#### TASK GOAL:
Reproduce the part of the material that opens with the line containing "[locate] textured fur" and runs through the end of the material, switching "knotted headband" to "twisted headband" wherever it occurs and leaving everything else unchanged.

Point annotation records:
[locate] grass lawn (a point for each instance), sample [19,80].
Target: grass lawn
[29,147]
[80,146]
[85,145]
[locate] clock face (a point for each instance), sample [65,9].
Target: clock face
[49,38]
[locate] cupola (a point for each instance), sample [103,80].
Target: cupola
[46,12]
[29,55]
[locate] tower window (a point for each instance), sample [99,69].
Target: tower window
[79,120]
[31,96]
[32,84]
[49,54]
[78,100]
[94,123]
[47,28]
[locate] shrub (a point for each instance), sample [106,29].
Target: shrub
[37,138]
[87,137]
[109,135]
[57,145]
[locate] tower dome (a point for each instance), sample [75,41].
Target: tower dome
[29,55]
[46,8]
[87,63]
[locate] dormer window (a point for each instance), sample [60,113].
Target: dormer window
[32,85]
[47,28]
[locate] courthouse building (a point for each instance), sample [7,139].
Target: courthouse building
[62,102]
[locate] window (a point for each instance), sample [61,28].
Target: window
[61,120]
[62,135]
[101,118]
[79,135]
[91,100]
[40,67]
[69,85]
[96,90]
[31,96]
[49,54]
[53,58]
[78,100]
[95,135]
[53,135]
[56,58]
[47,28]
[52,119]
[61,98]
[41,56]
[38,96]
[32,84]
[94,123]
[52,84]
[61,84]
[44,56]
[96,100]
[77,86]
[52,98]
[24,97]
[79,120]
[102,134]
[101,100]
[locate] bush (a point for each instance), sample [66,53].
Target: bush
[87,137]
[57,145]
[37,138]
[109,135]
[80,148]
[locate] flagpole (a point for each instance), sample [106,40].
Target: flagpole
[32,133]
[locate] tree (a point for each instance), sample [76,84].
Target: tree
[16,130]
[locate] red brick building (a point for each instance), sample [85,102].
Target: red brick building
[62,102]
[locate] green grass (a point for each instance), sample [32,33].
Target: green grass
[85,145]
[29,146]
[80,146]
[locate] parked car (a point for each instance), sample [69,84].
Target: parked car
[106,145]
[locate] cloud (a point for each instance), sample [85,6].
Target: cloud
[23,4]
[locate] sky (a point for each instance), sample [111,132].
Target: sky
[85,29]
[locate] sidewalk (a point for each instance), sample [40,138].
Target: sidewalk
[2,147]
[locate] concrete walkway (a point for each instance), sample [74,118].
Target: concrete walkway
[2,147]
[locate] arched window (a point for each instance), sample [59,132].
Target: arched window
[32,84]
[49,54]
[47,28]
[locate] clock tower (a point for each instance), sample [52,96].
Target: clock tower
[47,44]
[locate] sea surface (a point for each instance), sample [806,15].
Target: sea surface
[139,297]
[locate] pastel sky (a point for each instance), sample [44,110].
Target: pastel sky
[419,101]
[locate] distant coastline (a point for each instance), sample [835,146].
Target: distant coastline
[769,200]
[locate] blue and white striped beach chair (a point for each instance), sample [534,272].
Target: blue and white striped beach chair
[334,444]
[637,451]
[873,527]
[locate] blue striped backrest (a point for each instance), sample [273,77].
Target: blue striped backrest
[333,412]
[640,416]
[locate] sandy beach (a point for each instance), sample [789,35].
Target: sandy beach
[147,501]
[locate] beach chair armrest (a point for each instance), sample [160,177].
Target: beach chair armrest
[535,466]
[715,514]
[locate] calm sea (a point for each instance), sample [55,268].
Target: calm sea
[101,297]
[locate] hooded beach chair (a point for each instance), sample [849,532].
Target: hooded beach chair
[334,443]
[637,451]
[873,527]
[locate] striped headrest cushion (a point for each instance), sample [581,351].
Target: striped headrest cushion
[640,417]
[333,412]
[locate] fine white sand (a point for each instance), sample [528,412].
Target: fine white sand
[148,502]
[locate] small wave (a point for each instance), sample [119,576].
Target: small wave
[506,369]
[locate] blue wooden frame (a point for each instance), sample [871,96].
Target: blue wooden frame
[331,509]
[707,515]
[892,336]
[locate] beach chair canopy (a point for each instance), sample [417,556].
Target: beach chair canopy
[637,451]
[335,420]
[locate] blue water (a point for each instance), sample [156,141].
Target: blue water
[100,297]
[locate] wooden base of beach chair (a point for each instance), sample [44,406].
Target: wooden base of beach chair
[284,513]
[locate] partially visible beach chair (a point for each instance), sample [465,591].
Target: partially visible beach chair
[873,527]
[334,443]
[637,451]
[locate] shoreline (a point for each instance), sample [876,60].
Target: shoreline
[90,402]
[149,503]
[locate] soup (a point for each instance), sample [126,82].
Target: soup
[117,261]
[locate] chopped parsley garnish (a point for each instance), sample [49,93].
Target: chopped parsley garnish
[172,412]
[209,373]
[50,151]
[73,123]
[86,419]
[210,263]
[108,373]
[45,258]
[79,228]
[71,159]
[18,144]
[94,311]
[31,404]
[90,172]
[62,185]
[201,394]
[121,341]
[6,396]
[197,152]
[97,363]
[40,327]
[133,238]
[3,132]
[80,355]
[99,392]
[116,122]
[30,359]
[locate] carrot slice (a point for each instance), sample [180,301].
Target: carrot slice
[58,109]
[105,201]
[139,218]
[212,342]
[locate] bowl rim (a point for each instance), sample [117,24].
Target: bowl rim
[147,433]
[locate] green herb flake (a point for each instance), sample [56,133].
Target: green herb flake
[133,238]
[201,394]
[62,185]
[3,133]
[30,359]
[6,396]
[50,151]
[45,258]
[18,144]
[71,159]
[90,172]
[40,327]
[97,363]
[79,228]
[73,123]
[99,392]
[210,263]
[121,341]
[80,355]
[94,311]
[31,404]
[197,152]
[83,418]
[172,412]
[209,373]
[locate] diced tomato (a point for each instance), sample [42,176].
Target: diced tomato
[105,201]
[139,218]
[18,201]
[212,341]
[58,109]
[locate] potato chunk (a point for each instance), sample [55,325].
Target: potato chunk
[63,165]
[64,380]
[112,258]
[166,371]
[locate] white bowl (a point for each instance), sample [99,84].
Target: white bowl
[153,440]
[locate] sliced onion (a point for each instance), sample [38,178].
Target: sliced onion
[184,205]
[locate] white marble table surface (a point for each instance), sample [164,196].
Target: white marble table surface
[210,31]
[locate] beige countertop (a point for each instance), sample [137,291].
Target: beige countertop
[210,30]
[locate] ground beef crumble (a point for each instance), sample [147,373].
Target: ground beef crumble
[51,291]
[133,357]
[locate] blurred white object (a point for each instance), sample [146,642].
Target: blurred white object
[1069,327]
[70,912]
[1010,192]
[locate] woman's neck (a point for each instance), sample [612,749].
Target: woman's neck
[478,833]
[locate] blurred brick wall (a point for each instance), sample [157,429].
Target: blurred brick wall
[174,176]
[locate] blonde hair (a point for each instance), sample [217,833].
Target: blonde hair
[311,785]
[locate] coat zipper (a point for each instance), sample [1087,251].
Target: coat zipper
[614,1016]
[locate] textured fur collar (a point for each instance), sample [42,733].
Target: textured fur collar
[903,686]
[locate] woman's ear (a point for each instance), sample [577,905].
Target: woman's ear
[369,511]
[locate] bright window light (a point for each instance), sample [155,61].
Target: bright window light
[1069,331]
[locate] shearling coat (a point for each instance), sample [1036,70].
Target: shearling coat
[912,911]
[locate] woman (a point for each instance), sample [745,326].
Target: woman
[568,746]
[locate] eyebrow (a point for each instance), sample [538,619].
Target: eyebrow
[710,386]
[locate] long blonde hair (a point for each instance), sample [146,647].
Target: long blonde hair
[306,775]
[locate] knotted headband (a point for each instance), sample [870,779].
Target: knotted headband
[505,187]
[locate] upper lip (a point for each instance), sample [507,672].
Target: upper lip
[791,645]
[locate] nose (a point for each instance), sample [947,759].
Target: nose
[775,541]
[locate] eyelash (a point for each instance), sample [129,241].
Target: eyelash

#### SOLUTION TO THE PROBLEM:
[locate] textured fur collar (a point for each instance), sample [42,733].
Target: textured fur collar
[903,686]
[locate] woman's ear (a point for each instance), sample [577,905].
Target: woman's ear
[369,511]
[locate] bright window light (a point for each instance), sample [155,61].
Target: bright window light
[1069,331]
[locate] shearling coat (a point for each instance), sample [1036,70].
Target: shearling coat
[912,911]
[locate] woman (a point for each instance), sample [745,326].
Target: woman
[568,746]
[locate] eyebrow (a point for each instance), sample [538,619].
Target: eyebrow
[710,386]
[locate] long blonde hair (a point for each instance), sample [146,647].
Target: long blonde hair
[306,775]
[locate] twisted headband (a point for each instance), sample [870,779].
Target: twisted headband
[505,187]
[locate] upper lip (a point for each instance), sample [507,672].
Target: upper lip
[791,645]
[locate] nose (a point for each instance), sample [947,759].
Target: nose
[775,541]
[locate] eyelash (a point for each instance), sample [129,241].
Target: eyelash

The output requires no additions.